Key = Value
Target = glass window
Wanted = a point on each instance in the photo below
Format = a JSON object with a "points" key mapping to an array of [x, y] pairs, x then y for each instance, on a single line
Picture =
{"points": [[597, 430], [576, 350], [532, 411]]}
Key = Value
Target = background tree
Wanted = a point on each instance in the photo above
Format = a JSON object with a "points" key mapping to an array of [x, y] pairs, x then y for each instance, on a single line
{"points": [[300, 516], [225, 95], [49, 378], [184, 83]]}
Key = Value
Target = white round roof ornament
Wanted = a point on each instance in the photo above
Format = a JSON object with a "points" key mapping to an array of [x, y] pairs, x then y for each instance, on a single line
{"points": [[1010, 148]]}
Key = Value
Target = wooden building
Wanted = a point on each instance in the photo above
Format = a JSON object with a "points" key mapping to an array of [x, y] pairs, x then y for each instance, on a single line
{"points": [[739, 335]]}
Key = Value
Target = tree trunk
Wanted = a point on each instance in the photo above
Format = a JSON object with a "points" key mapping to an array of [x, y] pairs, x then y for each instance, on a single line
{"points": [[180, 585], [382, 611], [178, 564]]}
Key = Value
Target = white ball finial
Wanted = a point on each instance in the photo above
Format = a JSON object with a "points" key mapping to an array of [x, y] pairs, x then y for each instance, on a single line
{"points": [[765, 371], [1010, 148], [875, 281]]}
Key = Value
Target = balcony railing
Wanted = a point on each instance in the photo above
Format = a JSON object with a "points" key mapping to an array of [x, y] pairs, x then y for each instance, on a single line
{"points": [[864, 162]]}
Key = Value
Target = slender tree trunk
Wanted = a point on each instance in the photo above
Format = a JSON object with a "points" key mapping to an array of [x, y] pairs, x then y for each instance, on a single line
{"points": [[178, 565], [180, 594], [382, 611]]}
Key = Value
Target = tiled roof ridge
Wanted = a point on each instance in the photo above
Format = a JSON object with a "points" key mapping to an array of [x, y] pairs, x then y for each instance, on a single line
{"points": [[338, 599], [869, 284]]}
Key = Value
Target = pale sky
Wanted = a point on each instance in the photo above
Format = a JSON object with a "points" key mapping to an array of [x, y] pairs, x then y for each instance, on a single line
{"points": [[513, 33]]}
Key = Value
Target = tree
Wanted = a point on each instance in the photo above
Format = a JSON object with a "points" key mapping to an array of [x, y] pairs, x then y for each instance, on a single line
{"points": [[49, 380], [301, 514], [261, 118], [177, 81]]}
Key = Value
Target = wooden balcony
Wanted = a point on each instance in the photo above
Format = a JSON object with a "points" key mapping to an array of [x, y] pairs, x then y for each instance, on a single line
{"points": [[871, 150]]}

——————

◆ Exercise task
In this exercise, repeat all entries exactly.

◆ Completed task
Key = Value
Target = glass window
Wanted = a point on each instance in the photo below
Format = a JSON object with a "points" key mapping to an array of [x, y] pairs, x then y for each instance, on a single line
Picture =
{"points": [[597, 430], [576, 350], [532, 411]]}
Key = Value
Target = background tree
Wanted = a point on each instance in the photo above
Format = a JSON object with a "points" key mapping to an array of [x, y] pairs, x then y for each instance, on a single line
{"points": [[300, 516], [225, 95], [49, 378], [184, 83]]}
Key = Value
Target = white round roof ornament
Wanted = a point on each instance in the photo above
Format = a JSON object with a "points" key mapping to an array of [x, y] pairs, x then y for each instance, on a single line
{"points": [[1010, 148]]}
Key = Value
Target = wooden building
Wanted = a point on each instance in the photo above
Format = a JSON object with a "points" key mapping to an array of [x, y] pairs, x then y for each instance, on a single line
{"points": [[739, 335]]}
Key = Value
Target = tree trunk
Wanted = a point on each instance in the photo above
Format = a JSON object with a "points" key mapping to an array of [x, y] pairs, x then y for each instance, on a single line
{"points": [[180, 585], [382, 611], [178, 564]]}
Key = Value
Target = white ball finial
Wanted = a point on each instance in the photo above
Format = a JSON object with a "points" key mapping to an array of [x, y] pairs, x then y for each instance, on a single line
{"points": [[765, 371], [1010, 148], [875, 281]]}
Key = Value
Target = balcony railing
Wanted = a point on each instance in the photo above
Format = a JSON object with a "points" key mapping to an array of [x, y] pairs, x then y for each instance, on a single line
{"points": [[864, 162]]}
Key = Value
Target = slender tree trunk
Wanted = a point on each instance in the photo above
Format = a JSON object with a "points" key mapping to an array of [x, y] pairs, x then y for each instance, on a single line
{"points": [[178, 565], [180, 594], [382, 611]]}
Key = Value
Target = tiled roof ridge
Wanted = a point on each instance in the photo above
Format = a JSON object with a "points" key mapping to an array of [x, y] pairs, x then y for each instance, on a single line
{"points": [[338, 599], [869, 284]]}
Key = Value
Target = pale sky
Wanted = a point on each instance in the photo above
Format = a JSON object with a "points" key mapping to an array of [x, y] pairs, x then y for each instance, on a single line
{"points": [[513, 33]]}
Key = Value
Target = tree
Wanted = a point on each instance in the photo above
Format = a JSON object with a "points" key mapping to an array of [x, y] pairs, x then y for each instance, on a single line
{"points": [[49, 380], [301, 514], [261, 118], [177, 81]]}
Key = Value
Target = wooden balcony
Wanted = a point on each instance in the photo above
Format = a JSON object with a "points" key mapping to an array of [x, y] pairs, x then y for each instance, on a single line
{"points": [[871, 150]]}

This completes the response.